▶ WORKING DATA
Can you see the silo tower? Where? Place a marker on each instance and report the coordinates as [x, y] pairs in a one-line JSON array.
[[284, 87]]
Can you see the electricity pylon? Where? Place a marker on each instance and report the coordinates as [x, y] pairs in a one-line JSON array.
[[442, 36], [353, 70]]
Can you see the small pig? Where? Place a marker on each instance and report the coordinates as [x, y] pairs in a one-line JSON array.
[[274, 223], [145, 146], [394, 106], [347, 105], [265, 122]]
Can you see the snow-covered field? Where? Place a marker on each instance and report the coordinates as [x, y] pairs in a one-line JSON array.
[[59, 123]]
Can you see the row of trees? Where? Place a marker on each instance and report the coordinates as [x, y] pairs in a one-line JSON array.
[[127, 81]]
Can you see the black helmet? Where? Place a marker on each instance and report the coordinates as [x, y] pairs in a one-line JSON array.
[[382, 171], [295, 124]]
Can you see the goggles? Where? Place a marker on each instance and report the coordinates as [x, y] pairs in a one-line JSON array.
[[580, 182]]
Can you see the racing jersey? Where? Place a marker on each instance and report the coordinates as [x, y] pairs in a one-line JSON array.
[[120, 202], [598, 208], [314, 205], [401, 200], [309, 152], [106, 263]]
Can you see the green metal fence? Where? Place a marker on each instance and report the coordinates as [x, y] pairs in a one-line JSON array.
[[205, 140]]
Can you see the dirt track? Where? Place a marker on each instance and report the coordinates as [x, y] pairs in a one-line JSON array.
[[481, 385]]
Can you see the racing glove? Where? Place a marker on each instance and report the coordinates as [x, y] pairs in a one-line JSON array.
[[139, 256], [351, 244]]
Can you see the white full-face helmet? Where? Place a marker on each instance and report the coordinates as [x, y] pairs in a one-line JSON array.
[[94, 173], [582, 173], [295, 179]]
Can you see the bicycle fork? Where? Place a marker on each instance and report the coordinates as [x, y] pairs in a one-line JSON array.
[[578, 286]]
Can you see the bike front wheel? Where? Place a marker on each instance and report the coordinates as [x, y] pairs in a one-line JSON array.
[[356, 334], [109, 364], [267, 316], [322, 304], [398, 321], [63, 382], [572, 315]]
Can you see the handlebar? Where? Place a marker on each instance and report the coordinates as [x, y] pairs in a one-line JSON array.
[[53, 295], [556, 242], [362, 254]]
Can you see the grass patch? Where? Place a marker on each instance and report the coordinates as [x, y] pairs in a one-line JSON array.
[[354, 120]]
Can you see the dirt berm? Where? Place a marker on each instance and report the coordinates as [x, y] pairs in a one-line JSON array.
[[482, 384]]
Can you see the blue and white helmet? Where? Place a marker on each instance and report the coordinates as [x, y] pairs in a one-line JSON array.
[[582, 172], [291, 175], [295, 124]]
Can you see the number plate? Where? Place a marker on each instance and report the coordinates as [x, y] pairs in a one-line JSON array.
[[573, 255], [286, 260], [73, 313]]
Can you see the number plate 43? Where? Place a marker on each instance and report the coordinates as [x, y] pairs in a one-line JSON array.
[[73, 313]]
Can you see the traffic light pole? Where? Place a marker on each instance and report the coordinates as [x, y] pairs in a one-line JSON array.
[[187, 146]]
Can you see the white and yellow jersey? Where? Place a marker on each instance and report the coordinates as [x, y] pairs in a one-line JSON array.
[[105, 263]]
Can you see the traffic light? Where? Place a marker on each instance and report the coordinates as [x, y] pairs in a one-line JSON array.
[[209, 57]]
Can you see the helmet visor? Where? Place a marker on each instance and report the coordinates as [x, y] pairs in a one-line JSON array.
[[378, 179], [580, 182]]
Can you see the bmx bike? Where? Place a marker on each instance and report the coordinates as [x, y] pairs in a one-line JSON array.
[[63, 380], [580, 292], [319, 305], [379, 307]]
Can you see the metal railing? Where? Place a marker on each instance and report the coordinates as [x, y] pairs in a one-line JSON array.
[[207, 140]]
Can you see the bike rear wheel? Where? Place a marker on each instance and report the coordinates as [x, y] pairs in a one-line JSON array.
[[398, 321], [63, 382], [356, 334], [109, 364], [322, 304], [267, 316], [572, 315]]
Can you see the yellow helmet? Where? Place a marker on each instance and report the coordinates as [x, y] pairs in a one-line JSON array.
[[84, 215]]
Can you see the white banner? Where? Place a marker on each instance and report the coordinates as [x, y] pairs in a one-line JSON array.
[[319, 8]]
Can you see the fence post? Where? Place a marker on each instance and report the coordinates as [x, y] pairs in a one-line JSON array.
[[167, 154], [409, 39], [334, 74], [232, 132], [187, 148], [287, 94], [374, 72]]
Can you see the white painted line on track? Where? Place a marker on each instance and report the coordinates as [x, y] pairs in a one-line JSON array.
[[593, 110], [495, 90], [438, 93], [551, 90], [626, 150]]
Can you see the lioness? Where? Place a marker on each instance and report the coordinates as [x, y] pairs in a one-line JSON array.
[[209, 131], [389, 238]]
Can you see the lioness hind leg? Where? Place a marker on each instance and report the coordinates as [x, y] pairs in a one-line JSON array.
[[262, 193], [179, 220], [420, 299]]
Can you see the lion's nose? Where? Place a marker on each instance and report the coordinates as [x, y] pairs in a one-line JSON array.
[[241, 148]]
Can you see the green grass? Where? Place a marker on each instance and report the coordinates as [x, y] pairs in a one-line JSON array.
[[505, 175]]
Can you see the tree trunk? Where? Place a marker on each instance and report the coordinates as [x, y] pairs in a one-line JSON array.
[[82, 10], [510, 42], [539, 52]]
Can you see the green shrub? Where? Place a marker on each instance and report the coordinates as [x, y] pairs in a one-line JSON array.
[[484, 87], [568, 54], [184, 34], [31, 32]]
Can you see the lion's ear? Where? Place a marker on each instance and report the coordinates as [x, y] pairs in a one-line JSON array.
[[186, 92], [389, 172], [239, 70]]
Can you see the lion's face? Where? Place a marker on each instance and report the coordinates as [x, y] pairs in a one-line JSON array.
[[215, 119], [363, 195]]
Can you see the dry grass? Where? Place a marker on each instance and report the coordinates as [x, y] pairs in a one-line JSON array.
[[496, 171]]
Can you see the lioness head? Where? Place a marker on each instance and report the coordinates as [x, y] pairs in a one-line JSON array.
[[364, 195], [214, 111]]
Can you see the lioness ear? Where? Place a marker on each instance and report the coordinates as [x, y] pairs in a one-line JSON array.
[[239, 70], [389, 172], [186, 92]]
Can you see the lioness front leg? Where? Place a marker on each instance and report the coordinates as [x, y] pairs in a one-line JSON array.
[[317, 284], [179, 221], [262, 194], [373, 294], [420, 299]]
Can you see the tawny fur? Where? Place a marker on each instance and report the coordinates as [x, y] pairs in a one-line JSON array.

▶ WHAT TO PRODUCE
Add 119 to each coordinate in the answers on the lines above, from the line holding "Can you see the grass" through the line holding "[[378, 179], [580, 182]]", both included. Write every one of those lines out again in full, changing nothing else.

▶ TASK ANSWER
Can you see the grass patch? Where? Place a marker on each instance and report the coordinates as [x, y] pairs in a one-line JSON array.
[[473, 239]]
Can you see the dirt berm? Where? Place a marker on each instance and report the coordinates as [x, y] pairs in a one-line JSON array.
[[601, 503]]
Can you see the blue and white helmet? Where? Place a marker on each instance and report the coordinates as [x, y] pairs in a one-line JSON array.
[[701, 291], [410, 294], [414, 243]]
Can you see the number plate? Where? Place a marker on each instance and report the coordinates as [x, y] pairs in a one-line JSON array.
[[692, 374], [405, 379], [192, 432]]
Can you see the number plate 43? Where? Place a marker on each instance and report the coordinates as [x, y] pairs in a one-line JSON array.
[[192, 432]]
Can you see the traffic light pole? Where? Place a marker on each instance and report the coordinates as [x, y] pairs in a one-line JSON array.
[[306, 265]]
Can you see the white and yellow jersey? Where? Place a marker on each instance and report the coordinates as [x, y] pairs in a one-line JSON array.
[[224, 382]]
Can you see the traffic light? Where? Place a marker on each instance and report the coordinates as [x, y] pairs in a one-line JSON array.
[[328, 176]]
Can you see the helmet visor? Where? Place a marker on each instance and report the coordinates as [x, y] pairs in a one-line JSON array.
[[497, 298], [699, 301]]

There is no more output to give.